EXCERPT TO READ:
Safe Schools/Healthy Students Evaluation
The U.S. Department of Education, Department of Health and Human Services, and Department of Justice awarded the City School District of Albany (CSDA) a competitive $6 million grant to support school-based mental health and juvenile justice services. CHSR assisted the CSDA in writing the grant, designed and continues to execute the program evaluations, and developed and continues to maintain a data management system.
The Safe Schools/Healthy Students (SS/HS) initiative in Albany is known as A-PLUS (Albany Partnership for Learning and Uniting Services). A-PLUS is designed to improve academic outcomes by reorganizing and expanding high quality, comprehensive school and community-based services so that students may learn, live, and prosper in safe and supportive environments.
Under the SS/HS initiative, school districts must partner with local agencies to implement a comprehensive, community-wide plan. The plan includes the implementation of new full-service mental health clinics at Albany High School and North Albany Academy, and select services focusing on the following five elements:
- Safe school environments and violence prevention activities
- Alcohol, tobacco, and other drug prevention activities
- Student behavioral, social, and emotional supports
- Mental health services
- Early childhood social and emotional learning programs
Evaluation & Research
CHSR designed and implemented the Safe Schools/Healthy Students evaluation protocol. Using multiple methods of data collection and analysis, the evaluation is designed to ensure that evidence-based programs are delivered with fidelity. All major stakeholders contribute data to provide a comprehensive picture of program strengths and weaknesses. Evaluators synthesize information and report findings to a local SS/HS Board and Steering Committee. Documentation of effective practices and procedures will help sustain A-PLUS beyond the four years of grant funding.
Evaluations of existing full-service school models demonstrate positive impacts on student, family, school, and community well-being. Benefits to students include more positive attitudes and behaviors, increased access to services, and earlier identification of needs. Families benefit from reduced stress. Full service schools are safer and show improved test scores. Finally, communities experience reduced crime and violence and more cost-effective and timely services due to better interagency communication.

INFORMATION SHOWN:
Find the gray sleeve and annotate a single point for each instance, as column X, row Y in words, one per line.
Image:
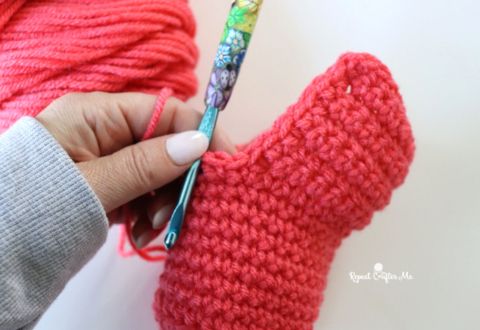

REQUIREMENT:
Copy out the full Safe Schools/Healthy Students evaluation text above, word for word.

EXPECTED ANSWER:
Safe Schools/Healthy Students Evaluation
The U.S. Department of Education, Department of Health and Human Services, and Department of Justice awarded the City School District of Albany (CSDA) a competitive $6 million grant to support school-based mental health and juvenile justice services. CHSR assisted the CSDA in writing the grant, designed and continues to execute the program evaluations, and developed and continues to maintain a data management system.
The Safe Schools/Healthy Students (SS/HS) initiative in Albany is known as A-PLUS (Albany Partnership for Learning and Uniting Services). A-PLUS is designed to improve academic outcomes by reorganizing and expanding high quality, comprehensive school and community-based services so that students may learn, live, and prosper in safe and supportive environments.
Under the SS/HS initiative, school districts must partner with local agencies to implement a comprehensive, community-wide plan. The plan includes the implementation of new full-service mental health clinics at Albany High School and North Albany Academy, and select services focusing on the following five elements:
- Safe school environments and violence prevention activities
- Alcohol, tobacco, and other drug prevention activities
- Student behavioral, social, and emotional supports
- Mental health services
- Early childhood social and emotional learning programs
Evaluation & Research
CHSR designed and implemented the Safe Schools/Healthy Students evaluation protocol. Using multiple methods of data collection and analysis, the evaluation is designed to ensure that evidence-based programs are delivered with fidelity. All major stakeholders contribute data to provide a comprehensive picture of program strengths and weaknesses. Evaluators synthesize information and report findings to a local SS/HS Board and Steering Committee. Documentation of effective practices and procedures will help sustain A-PLUS beyond the four years of grant funding.
Evaluations of existing full-service school models demonstrate positive impacts on student, family, school, and community well-being. Benefits to students include more positive attitudes and behaviors, increased access to services, and earlier identification of needs. Families benefit from reduced stress. Full service schools are safer and show improved test scores. Finally, communities experience reduced crime and violence and more cost-effective and timely services due to better interagency communication.